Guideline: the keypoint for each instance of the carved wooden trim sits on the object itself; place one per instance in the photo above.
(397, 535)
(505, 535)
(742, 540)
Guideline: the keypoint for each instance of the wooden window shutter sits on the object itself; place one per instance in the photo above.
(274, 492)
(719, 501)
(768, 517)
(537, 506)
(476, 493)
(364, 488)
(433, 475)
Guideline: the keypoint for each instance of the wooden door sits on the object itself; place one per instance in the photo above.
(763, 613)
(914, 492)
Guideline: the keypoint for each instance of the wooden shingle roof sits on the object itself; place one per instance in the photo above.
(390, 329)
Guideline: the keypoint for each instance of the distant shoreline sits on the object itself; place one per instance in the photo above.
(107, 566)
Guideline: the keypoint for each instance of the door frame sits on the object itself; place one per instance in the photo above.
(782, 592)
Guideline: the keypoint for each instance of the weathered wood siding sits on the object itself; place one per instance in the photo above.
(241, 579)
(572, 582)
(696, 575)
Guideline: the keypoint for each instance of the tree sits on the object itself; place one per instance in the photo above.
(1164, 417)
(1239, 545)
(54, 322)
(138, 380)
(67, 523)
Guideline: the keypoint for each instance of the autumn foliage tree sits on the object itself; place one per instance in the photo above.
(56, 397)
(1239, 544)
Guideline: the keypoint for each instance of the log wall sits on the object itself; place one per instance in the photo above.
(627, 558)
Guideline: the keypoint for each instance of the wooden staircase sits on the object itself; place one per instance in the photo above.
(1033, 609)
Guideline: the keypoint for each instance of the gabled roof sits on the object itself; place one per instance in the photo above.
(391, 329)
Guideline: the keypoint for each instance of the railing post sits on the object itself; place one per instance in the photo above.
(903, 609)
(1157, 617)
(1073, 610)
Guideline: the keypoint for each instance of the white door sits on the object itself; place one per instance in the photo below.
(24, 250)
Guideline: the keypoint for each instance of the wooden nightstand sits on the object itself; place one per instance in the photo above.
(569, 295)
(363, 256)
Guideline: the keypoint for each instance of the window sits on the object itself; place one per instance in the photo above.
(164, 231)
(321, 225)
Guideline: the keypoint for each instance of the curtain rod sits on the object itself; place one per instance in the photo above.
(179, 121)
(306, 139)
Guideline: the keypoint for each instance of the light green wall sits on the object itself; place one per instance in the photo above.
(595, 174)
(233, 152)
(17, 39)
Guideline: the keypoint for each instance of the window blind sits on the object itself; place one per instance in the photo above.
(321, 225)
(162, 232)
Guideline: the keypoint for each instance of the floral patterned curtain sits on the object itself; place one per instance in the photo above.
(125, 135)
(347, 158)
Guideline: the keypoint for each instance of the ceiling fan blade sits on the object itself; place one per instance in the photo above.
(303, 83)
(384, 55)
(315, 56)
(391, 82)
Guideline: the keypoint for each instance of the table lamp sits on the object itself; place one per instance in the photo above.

========

EXERCISE INSTRUCTIONS: Your answer must consist of every line above, reproduced exactly.

OUTPUT OF THE TASK:
Guideline: the keypoint for each instance of the carved wooden trim sits on the object itself; place one per instance in the photo above.
(397, 535)
(505, 535)
(742, 540)
Guideline: the keypoint for each instance of the wooden window shutter sits on the object itself; place one per instance in the photo above.
(274, 492)
(719, 501)
(768, 517)
(537, 506)
(476, 493)
(364, 488)
(433, 475)
Guideline: the keypoint for each instance of the wooden door sits on the object itself; place one per instance in the photo above.
(763, 613)
(914, 492)
Guideline: the keypoint for each instance of the wooden shingle roof sits on the object itself; place one per instance in the photo above.
(390, 329)
Guideline: the keypoint for each instance of the distant shoreline sits on the object itself; place one per instance in the photo above.
(107, 566)
Guideline: the keypoint for each instance of the door frame sits on the object itself; place one per instance in the photo above.
(782, 592)
Guideline: the keypoint for each instance of the weathered wood siding sits on the object itself; place one per instance in the photo above.
(241, 579)
(572, 582)
(696, 575)
Guideline: the keypoint for each instance of the tree sits on the object itself; place one per instance in the photo above.
(1164, 417)
(1239, 545)
(54, 322)
(138, 380)
(67, 523)
Guideline: the keypoint for each instance of the autumn foliage tree sits on the object itself; place one per instance in the photo above.
(56, 397)
(1239, 544)
Guideline: the keypoint for each instance of the log wall sits on the object itself; place one per instance in the photo above.
(627, 558)
Guideline: the keypoint for each instance of the wooden staircase sits on the object itself; place one per instance in the photo above.
(1033, 609)
Guideline: the keypoint for each instance of the gabled roof sits on the object itself; place one per instance in the photo above.
(391, 329)
Guideline: the keypoint for each instance of the railing post sits on the object itself; place one per instance in the photo above.
(903, 609)
(1157, 617)
(1073, 610)
Guideline: the keypoint for each instance of the white door sits on the object itself; place one per instance in the photo below.
(24, 250)
Guideline: the keypoint for each instance of the wooden nightstand sits on the object itself; place one per instance in the photo above.
(569, 295)
(363, 256)
Guideline: the keypoint for each instance of the window sits on the object itself; place one per instance in the photo above.
(164, 231)
(321, 225)
Guideline: the keypoint for each instance of the curtain rod sits on the object itself; place one per instance in the photo above.
(179, 121)
(306, 139)
Guideline: the keypoint for each instance of the light green wall sits on the object itself; place one per instance in the photo above.
(595, 174)
(233, 152)
(17, 39)
Guideline: the keypoint for each instance of the window blind sits on the object itself; place one per instance in the photo above.
(321, 225)
(162, 232)
Guideline: the keypoint for each instance of the floral patterned curtain sits on the object itself; place one per instance in the photo above.
(125, 135)
(347, 158)
Guideline: the keypoint for each instance of the ceiling fan blade sits on the object itself; place one per instance in the photo above.
(303, 83)
(384, 55)
(315, 56)
(391, 82)
Guideline: the keypoint for each instance of the table lamp sits on the object itself; place one per instance in the photo above.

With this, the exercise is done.